┌──

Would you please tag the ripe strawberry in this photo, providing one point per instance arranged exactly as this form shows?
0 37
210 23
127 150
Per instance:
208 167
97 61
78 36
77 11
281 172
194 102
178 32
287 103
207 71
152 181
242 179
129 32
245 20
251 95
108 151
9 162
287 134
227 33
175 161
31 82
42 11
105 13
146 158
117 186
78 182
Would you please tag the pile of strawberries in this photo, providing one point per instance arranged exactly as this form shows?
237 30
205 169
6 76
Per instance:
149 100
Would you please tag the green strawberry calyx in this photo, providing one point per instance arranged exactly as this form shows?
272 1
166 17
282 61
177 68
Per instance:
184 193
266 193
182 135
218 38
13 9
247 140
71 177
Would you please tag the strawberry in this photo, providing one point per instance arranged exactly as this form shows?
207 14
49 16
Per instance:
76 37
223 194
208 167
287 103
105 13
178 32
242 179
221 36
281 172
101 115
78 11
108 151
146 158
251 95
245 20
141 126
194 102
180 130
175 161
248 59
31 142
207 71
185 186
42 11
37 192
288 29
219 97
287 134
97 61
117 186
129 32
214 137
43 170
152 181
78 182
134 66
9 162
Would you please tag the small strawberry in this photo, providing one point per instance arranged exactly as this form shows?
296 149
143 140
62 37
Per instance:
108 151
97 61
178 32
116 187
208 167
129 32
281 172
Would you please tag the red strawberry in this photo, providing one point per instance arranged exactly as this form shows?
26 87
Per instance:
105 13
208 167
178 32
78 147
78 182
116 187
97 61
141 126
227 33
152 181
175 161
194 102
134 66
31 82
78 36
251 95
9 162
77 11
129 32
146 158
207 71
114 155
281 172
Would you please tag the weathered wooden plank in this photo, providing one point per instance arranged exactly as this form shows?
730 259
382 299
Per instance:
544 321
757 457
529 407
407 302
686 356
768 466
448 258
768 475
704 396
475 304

└──
┌──

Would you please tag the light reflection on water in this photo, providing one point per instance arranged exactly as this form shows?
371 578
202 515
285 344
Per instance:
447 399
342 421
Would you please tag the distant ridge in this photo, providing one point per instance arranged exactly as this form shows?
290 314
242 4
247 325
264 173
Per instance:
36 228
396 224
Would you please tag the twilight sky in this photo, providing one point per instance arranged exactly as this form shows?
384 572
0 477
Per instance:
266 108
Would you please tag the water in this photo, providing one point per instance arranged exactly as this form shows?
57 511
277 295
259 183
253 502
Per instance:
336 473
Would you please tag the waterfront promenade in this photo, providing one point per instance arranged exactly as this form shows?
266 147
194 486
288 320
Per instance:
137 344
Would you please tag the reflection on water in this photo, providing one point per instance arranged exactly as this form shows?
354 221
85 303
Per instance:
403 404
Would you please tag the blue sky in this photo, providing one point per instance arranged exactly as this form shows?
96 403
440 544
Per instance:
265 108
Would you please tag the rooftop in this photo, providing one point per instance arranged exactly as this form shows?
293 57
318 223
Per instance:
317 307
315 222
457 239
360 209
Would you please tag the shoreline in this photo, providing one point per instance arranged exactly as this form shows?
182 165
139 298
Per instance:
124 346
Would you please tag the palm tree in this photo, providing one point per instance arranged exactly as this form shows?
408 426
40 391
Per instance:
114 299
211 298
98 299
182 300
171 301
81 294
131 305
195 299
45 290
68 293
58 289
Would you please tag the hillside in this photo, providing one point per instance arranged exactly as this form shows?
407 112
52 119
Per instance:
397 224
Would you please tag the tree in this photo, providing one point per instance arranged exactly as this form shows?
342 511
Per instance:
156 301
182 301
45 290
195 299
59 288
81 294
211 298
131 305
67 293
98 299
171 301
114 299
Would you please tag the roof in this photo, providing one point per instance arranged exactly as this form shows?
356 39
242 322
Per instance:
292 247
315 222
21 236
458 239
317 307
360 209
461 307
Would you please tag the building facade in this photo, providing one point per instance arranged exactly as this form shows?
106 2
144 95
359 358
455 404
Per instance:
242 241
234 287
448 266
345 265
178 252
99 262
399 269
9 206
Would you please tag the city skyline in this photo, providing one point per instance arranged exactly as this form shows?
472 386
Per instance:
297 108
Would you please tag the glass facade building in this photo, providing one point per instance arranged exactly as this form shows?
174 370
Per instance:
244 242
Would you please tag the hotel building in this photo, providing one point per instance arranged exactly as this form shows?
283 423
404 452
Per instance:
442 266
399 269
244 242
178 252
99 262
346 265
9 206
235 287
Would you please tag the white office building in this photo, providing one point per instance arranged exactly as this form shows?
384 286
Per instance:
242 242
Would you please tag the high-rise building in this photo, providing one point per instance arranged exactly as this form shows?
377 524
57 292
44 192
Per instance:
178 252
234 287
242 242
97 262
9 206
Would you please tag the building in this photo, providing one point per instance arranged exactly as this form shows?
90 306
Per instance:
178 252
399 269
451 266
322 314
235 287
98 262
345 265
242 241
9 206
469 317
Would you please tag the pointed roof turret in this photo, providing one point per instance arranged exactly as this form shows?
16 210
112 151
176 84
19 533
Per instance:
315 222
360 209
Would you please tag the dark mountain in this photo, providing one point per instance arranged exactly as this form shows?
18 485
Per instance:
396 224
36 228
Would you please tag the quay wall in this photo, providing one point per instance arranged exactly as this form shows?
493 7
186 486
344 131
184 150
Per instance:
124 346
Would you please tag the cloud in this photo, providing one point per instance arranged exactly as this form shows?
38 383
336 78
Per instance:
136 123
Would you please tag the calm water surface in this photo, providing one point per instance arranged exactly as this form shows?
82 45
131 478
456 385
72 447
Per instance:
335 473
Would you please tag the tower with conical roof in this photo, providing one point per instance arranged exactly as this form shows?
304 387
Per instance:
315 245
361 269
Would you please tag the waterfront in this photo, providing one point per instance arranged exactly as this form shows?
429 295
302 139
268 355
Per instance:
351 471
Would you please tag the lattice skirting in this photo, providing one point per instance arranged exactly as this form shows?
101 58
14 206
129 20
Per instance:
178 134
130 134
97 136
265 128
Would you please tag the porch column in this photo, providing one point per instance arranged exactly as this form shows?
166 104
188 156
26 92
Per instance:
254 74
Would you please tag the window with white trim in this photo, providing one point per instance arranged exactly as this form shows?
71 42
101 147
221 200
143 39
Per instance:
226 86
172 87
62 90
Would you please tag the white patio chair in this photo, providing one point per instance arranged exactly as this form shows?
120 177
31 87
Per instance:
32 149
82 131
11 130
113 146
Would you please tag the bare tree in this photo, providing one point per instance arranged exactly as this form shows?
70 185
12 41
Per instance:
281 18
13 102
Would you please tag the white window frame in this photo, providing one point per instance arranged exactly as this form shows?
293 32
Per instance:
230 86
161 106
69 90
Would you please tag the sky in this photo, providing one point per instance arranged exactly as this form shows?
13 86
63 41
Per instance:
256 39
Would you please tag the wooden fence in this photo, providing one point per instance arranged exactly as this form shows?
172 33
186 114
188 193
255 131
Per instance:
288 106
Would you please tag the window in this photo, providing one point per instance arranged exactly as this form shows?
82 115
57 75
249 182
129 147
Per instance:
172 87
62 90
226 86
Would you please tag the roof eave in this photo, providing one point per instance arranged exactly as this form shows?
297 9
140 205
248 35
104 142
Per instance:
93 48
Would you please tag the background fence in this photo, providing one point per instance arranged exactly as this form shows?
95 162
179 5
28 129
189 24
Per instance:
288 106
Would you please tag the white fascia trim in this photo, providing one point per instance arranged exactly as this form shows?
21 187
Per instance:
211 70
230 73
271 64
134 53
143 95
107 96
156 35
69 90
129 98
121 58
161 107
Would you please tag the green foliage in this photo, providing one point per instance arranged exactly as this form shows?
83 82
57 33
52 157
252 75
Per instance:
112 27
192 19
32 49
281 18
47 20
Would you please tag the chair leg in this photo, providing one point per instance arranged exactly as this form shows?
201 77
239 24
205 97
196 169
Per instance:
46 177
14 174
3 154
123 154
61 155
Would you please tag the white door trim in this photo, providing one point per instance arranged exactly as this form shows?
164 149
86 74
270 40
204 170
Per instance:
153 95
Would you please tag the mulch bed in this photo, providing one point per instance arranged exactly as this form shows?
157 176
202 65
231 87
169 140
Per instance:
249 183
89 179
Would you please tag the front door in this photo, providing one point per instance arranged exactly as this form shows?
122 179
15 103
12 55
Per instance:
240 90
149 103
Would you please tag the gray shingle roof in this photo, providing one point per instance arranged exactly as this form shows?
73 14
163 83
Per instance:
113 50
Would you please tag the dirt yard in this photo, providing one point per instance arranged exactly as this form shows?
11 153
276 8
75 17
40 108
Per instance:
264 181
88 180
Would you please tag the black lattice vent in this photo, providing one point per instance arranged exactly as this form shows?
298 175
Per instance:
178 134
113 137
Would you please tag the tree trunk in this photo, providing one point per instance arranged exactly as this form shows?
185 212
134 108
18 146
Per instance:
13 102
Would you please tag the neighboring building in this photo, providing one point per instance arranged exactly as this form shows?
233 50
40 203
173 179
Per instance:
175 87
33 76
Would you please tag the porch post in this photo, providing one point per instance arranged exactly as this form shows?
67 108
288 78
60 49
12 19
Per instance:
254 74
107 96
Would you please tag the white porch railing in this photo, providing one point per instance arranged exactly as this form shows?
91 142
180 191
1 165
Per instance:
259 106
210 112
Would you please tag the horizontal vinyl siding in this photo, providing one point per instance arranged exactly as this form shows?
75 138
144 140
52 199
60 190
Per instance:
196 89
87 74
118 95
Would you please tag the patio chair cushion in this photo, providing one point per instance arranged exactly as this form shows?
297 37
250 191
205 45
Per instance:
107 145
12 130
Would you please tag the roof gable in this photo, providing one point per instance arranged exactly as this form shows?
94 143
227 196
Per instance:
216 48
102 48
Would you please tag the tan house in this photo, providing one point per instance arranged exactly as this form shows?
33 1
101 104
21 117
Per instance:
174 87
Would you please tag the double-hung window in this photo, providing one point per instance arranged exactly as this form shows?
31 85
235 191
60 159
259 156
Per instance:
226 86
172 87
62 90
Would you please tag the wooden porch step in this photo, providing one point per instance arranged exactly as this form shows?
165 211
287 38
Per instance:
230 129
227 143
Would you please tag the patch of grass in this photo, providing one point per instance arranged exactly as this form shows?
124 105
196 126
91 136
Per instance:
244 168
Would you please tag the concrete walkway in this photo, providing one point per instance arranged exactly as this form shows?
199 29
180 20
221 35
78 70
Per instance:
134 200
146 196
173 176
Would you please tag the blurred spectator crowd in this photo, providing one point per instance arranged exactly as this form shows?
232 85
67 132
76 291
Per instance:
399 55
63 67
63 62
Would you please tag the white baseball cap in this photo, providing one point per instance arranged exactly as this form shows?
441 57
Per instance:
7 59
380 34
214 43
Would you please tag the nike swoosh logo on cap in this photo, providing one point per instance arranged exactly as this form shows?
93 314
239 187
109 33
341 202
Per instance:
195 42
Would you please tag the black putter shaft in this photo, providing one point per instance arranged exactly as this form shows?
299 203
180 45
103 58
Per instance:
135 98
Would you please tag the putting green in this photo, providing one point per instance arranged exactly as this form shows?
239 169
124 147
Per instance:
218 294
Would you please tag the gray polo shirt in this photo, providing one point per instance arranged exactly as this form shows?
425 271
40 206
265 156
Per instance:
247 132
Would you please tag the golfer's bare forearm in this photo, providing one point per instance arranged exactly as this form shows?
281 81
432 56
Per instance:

└──

• **WORK INSTRUCTION**: Go through the entries and copy every line that has "black".

• **COMPLETED TASK**:
Would you please tag the black lattice vent in this photo, providing one point per instance arranged exactly as this form shows?
Would you please tag the black putter shaft in this photo, providing one point per instance arranged exactly as this form shows?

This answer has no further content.